> _Document passage_:
------------

Django haystack EdgeNgramField given different results than elasticsearch

Question

I'm currently running haystack with an elasticsearch backend, and now I'm building an autocomplete for cities names. The problem is that SearchQuerySet is giving me different results, which from my perspective are wrong, than the same query executed directly in elasticsearch, which are for me the expected results.

I'm using: Django 1.5.4, django-haystack 2.1.0, pyelasticsearch 0.6.1, elasticsearch 0.90.3

Using the following example data:

Midfield
Midland City
Midway
Minor
Minturn
Miami Beach

Using either

SearchQuerySet().models(Geoname).filter(name_auto='mid')
or
SearchQuerySet().models(Geoname).autocomplete(name_auto='mid')

The result returns always all the 6 names, including Min* and Mia*...however, querying elasticsearch directly returns the right data:

"query": {
    "filtered" : {
        "query" : {
            "match_all": {}
        },
        "filter" : {
             "term": {"name_auto": "mid"}
        }
    }
}

{
   "took": 1,
   "timed_out": false,
   "_shards": {
      "total": 5,
      "successful": 5,
      "failed": 0
   },
   "hits": {
      "total": 3,
      "max_score": 1,
      "hits": [
         {
            "_index": "haystack",
            "_type": "modelresult",
            "_id": "csi.geoname.4075977",
            "_score": 1,
            "_source": {
               "name_auto": "Midfield",
            }
         },
         {
            "_index": "haystack",
            "_type": "modelresult",
            "_id": "csi.geoname.4075984",
            "_score": 1,
            "_source": {
               "name_auto": "Midland City",
            }
         },
         {
            "_index": "haystack",
            "_type": "modelresult",
            "_id": "csi.geoname.4075989",
            "_score": 1,
            "_source": {
               "name_auto": "Midway",
            }
         }
      ]
   }
}

The behavior is the same with different examples. My guess is that trough haystack the string it's being split and analyzed by all possible "min_gram" groups of characters and that's why it returns wrong results.

------------

> _Data entries_:
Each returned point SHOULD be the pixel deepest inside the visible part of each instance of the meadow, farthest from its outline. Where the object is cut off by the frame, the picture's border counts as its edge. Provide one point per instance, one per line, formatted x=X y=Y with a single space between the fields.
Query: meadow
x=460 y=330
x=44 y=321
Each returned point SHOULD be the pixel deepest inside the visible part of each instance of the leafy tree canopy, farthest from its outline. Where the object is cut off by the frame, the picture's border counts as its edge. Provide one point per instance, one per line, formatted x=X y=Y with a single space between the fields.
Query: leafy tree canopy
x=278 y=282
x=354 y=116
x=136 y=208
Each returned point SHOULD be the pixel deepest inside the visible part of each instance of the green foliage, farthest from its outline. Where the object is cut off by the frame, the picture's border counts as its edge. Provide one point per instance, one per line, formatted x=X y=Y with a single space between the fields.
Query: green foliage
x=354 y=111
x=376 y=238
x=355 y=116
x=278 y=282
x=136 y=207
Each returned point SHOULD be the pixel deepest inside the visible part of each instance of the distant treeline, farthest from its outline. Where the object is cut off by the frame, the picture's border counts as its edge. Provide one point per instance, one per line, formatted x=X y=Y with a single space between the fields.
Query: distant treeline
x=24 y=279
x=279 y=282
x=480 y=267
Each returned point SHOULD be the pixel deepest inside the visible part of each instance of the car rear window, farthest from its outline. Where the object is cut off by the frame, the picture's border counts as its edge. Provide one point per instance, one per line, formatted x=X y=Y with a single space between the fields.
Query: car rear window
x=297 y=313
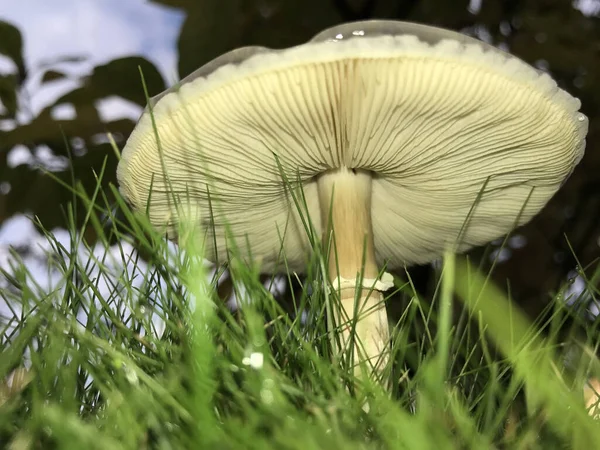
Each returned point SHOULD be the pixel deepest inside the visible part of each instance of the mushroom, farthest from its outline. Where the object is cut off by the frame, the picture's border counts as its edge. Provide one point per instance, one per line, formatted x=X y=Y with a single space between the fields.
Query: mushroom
x=405 y=139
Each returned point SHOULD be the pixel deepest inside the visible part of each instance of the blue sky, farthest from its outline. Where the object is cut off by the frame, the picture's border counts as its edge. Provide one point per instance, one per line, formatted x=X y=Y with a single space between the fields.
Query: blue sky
x=101 y=30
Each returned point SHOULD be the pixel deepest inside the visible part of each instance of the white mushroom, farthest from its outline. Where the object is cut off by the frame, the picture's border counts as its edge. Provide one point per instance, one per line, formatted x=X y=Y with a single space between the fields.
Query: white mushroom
x=393 y=130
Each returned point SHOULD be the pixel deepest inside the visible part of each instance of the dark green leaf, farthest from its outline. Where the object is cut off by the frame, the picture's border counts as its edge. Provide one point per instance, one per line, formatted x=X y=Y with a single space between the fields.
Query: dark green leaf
x=8 y=94
x=11 y=45
x=52 y=75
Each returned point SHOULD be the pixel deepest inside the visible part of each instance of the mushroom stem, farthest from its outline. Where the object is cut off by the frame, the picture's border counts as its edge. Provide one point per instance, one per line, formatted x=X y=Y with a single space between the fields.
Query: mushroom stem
x=345 y=199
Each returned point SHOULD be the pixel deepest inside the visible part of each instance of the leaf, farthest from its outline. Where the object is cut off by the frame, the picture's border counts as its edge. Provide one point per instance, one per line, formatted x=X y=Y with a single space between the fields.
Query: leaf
x=8 y=94
x=11 y=45
x=52 y=75
x=121 y=77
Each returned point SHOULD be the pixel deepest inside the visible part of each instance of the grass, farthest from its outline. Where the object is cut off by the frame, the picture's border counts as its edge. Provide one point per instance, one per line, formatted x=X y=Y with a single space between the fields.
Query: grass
x=132 y=348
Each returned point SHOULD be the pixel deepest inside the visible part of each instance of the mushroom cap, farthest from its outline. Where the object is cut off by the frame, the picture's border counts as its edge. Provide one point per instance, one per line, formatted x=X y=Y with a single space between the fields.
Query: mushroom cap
x=464 y=142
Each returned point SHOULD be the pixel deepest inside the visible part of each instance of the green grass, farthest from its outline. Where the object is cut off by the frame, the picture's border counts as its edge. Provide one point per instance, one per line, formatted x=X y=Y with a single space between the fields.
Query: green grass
x=135 y=350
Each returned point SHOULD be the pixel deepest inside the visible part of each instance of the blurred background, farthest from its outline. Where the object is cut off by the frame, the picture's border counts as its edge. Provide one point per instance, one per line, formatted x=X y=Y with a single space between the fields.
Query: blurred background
x=69 y=74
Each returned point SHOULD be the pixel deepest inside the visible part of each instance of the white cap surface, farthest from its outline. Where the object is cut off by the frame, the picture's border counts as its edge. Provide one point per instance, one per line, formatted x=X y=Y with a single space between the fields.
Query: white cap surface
x=437 y=117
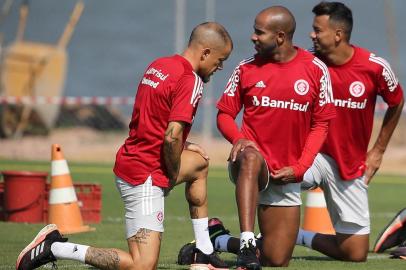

------------

> _Task to carry out_:
Continue the forum question about Django Haystack autocomplete results from where it stops.

> _The reply_:
I'm not sure if I am doing or understanding something wrong, and if is this how haystack is supposed to work, but I need that haystack results match the elasticsearch results.

So, How can I fix the issue or make it works ?

My summarized objects look as follow:

Model:

class Geoname(models.Model):
    id = models.IntegerField(primary_key=True)
    name = models.CharField(max_length=255)

Index:

class GeonameIndex(indexes.SearchIndex, indexes.Indexable):
    text = indexes.CharField(document=True, use_template=True)
    name_auto = indexes.EdgeNgramField(model_attr='name')

    def get_model(self):
        return Geoname

Mapping:

modelresult: {
    _boost: {
        name: "boost",
        null_value: 1
    },
    properties: {
        django_ct: {
            type: "string"
        },
        django_id: {
            type: "string"
        },
        name_auto: {
            type: "string",
            store: true,
            term_vector: "with_positions_offsets",
            analyzer: "edgengram_analyzer"
        }
    }
}

Thank you.

tufla · Accepted Answer

After a deep look into the code I found that the search generated by haystack was:

{
  "query":{
     "filtered":{
        "filter":{
           "fquery":{
              "query":{
                 "query_string":{
                    "query": "django_ct:(csi.geoname)"
                 }
              },
              "_cache":false
           }
        },
        "query":{
           "query_string":{
              "query": "name_auto:(mid)",
              "default_operator":"or",
              "default_field":"text",
              "auto_generate_phrase_queries":true,
              "analyze_wildcard":true
           }
        }
     }
  },
  "from":0,
  "size":6
}

Running this query in elasticsearch was given me as result the same 6 objects that haystack was showing...but If I added to the "query_string"

"analyzer": "standard"

it worked as desired. So the idea was to be able to setup a different search analyzer for the field.

Based on the @user954994 answer's link and the explanation on this post, what I finally did to make it work was:

I created my custom elasticsearch backend, adding a new custom analyzer based on the standard one.
I added a custom EdgeNgramField, enabling the way to setup an specific analyzer for index (index_analyzer) and another analyzer for search (search_analyzer).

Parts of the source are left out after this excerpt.